> **Your objective**
Select each line in the entries below that contains the word "plain", and copy those lines unchanged.

> **Supplied records**
####

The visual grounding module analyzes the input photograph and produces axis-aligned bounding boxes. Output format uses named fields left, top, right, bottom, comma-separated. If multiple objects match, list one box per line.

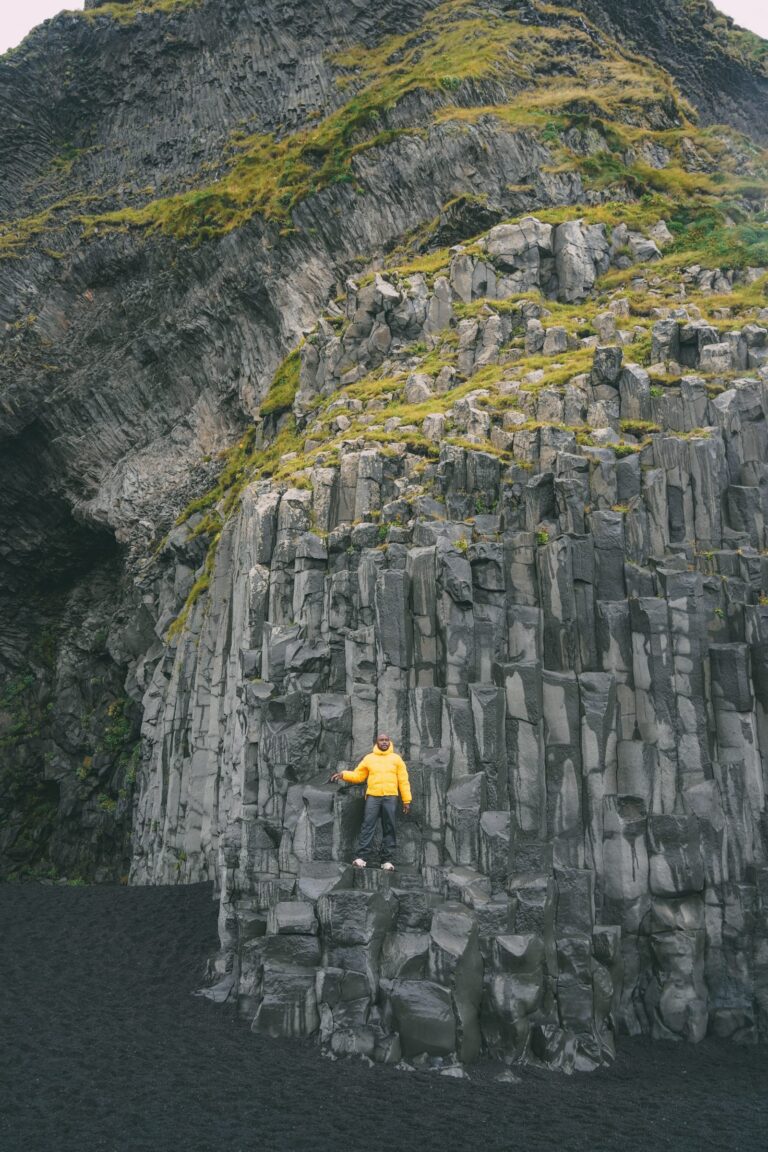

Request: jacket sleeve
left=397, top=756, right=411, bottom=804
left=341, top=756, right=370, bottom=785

####

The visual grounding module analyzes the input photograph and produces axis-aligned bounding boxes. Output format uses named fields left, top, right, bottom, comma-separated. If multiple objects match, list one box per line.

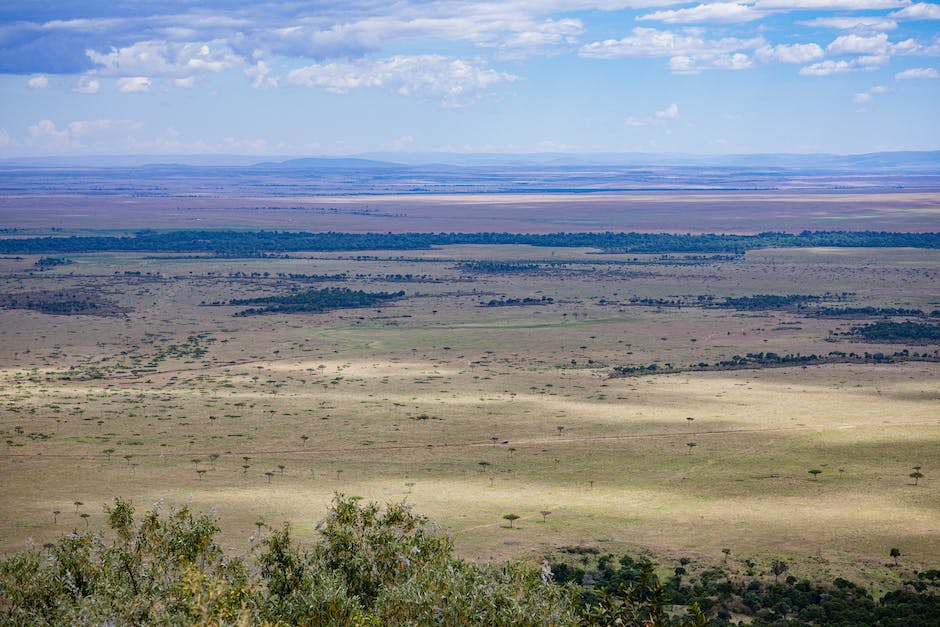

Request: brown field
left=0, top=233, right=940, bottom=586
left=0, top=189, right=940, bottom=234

####

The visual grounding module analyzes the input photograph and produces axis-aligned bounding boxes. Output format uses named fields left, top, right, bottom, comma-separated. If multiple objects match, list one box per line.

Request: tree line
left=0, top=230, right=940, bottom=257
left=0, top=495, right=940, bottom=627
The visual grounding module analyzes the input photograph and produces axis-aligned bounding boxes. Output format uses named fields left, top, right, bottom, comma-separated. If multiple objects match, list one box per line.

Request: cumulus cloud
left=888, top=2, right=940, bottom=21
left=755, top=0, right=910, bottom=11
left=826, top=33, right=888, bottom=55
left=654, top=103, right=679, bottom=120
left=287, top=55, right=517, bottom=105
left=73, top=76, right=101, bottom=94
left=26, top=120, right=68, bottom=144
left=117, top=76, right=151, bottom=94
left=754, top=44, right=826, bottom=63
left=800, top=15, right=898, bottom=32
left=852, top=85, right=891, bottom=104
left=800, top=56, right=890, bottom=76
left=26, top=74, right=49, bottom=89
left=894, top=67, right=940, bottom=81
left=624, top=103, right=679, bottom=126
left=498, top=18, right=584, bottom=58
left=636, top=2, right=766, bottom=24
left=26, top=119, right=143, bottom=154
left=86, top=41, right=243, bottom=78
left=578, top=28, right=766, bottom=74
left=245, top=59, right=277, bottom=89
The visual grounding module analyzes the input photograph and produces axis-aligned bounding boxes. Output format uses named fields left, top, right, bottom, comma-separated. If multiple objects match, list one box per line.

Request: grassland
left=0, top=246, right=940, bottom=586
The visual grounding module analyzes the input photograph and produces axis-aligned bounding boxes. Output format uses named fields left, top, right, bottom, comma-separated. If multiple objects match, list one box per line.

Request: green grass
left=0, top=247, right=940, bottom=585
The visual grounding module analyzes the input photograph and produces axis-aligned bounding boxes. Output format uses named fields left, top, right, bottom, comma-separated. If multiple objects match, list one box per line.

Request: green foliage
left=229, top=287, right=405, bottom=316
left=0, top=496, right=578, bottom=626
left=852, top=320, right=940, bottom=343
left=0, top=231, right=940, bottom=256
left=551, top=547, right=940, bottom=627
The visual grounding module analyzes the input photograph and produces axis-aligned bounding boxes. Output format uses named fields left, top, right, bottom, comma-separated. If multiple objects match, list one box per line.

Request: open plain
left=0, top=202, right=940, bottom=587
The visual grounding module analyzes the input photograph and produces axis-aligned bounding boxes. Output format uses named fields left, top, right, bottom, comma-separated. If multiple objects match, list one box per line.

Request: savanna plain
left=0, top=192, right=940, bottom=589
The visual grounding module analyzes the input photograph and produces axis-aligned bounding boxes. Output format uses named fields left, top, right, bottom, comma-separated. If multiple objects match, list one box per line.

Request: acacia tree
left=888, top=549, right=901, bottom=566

####

> **Response**
Request: open plain
Request: savanna plain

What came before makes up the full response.